**The task:**
Beginning with the line where "the dark foreground" appears, restate the lines word for word through the last one in the listing.

···

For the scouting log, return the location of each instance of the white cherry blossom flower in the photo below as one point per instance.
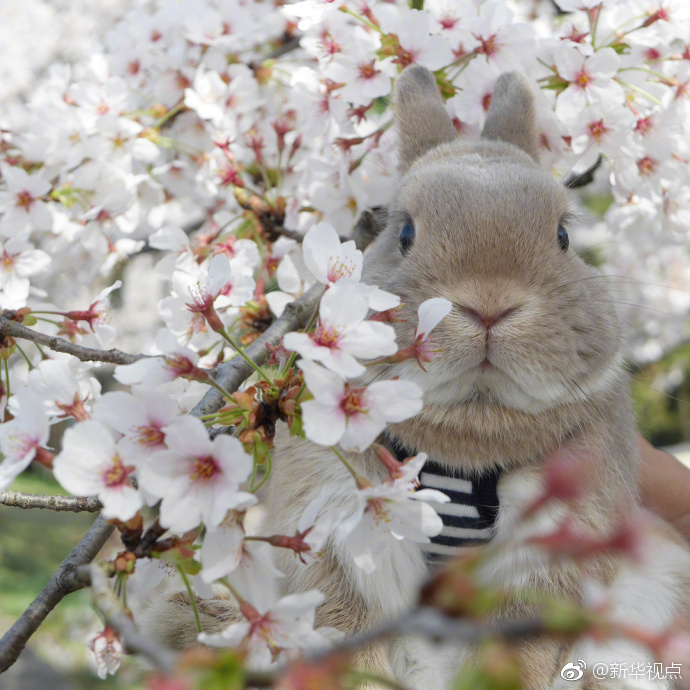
(90, 464)
(197, 478)
(22, 201)
(140, 417)
(350, 415)
(328, 259)
(392, 511)
(64, 388)
(420, 47)
(590, 80)
(22, 437)
(342, 333)
(278, 633)
(107, 648)
(248, 565)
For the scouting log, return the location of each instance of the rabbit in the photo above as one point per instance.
(531, 360)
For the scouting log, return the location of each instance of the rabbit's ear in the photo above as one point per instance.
(511, 116)
(421, 117)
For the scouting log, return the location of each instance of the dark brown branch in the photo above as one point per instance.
(230, 375)
(69, 577)
(53, 342)
(71, 504)
(108, 604)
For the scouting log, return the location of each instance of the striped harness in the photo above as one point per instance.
(470, 516)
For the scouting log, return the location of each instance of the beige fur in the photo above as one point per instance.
(486, 218)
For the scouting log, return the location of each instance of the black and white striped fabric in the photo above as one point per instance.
(470, 516)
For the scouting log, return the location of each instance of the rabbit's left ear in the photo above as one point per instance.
(420, 115)
(511, 116)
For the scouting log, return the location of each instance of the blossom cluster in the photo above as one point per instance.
(238, 142)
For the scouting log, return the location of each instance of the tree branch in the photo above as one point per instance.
(66, 579)
(108, 604)
(53, 342)
(71, 504)
(231, 374)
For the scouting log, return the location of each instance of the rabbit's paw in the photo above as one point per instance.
(170, 621)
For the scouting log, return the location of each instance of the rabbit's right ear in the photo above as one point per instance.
(511, 115)
(420, 115)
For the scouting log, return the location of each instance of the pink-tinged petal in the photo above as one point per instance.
(379, 300)
(277, 301)
(361, 432)
(188, 436)
(120, 411)
(343, 363)
(431, 313)
(288, 276)
(305, 346)
(323, 425)
(370, 339)
(121, 503)
(343, 306)
(218, 274)
(159, 408)
(221, 551)
(326, 386)
(151, 371)
(604, 62)
(232, 458)
(319, 245)
(436, 54)
(165, 473)
(569, 62)
(573, 100)
(12, 467)
(396, 400)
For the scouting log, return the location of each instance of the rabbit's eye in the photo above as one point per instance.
(406, 237)
(563, 240)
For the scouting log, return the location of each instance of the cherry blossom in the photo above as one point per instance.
(328, 259)
(352, 415)
(140, 417)
(23, 438)
(108, 650)
(390, 512)
(23, 201)
(198, 479)
(342, 333)
(281, 631)
(91, 464)
(590, 80)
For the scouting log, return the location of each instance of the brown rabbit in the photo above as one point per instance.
(531, 361)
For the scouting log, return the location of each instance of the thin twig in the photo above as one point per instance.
(69, 577)
(53, 342)
(108, 604)
(71, 504)
(231, 374)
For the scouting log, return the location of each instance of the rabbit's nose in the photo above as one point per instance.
(483, 319)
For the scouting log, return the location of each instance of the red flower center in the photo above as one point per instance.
(118, 473)
(646, 165)
(150, 435)
(353, 401)
(582, 78)
(326, 336)
(367, 71)
(204, 469)
(598, 129)
(24, 200)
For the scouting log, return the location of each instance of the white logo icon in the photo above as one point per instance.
(573, 671)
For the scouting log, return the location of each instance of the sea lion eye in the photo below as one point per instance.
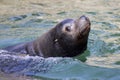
(68, 28)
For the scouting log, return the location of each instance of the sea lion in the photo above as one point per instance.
(67, 39)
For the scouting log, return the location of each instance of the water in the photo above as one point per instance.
(22, 21)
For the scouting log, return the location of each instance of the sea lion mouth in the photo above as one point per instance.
(83, 24)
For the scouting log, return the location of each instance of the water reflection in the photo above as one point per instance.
(25, 20)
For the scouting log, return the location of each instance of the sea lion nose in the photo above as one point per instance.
(84, 18)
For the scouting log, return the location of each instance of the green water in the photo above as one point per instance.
(28, 21)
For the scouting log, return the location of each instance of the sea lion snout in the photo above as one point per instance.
(83, 24)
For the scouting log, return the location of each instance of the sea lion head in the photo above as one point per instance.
(73, 34)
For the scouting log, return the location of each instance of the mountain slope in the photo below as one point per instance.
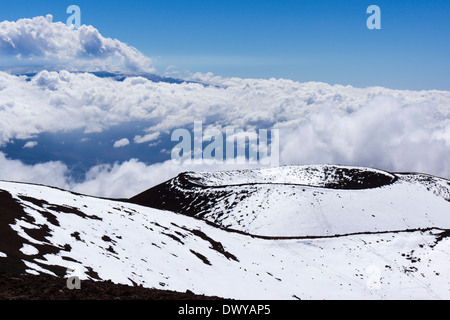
(306, 200)
(49, 231)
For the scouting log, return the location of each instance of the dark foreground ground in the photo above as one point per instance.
(43, 287)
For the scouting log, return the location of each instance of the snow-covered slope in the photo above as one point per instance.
(307, 200)
(47, 230)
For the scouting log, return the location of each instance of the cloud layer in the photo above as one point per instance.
(319, 123)
(41, 43)
(395, 130)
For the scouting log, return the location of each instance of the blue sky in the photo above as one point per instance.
(316, 40)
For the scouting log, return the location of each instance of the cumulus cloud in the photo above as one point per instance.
(30, 144)
(147, 138)
(396, 130)
(49, 173)
(52, 45)
(118, 180)
(121, 143)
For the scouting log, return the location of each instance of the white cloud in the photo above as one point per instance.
(118, 180)
(49, 173)
(147, 138)
(30, 144)
(121, 143)
(41, 42)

···

**Full solution:**
For the scouting log, return the location of each instance of the dark foreground ground in the photo above as one point per instance.
(43, 287)
For the scouting log, return the location of each instance of the snow-covered slope in the photo above as one point per instance.
(307, 200)
(47, 230)
For the scouting log, return the location of each instance of the cloud layer in the photo above as one point per instance.
(319, 123)
(41, 43)
(395, 130)
For the scouting log, return the location of each instance of the blue sky in the photo above as one point per instance.
(316, 40)
For the scouting log, return the location of each instance of the cumulus cloud in the photo above as one point per instance.
(30, 144)
(147, 138)
(396, 130)
(49, 173)
(52, 45)
(118, 180)
(121, 143)
For the scouting log, return the location of each instance of the white cloud in the photo above as one point per instance.
(118, 180)
(49, 173)
(147, 138)
(30, 144)
(121, 143)
(41, 42)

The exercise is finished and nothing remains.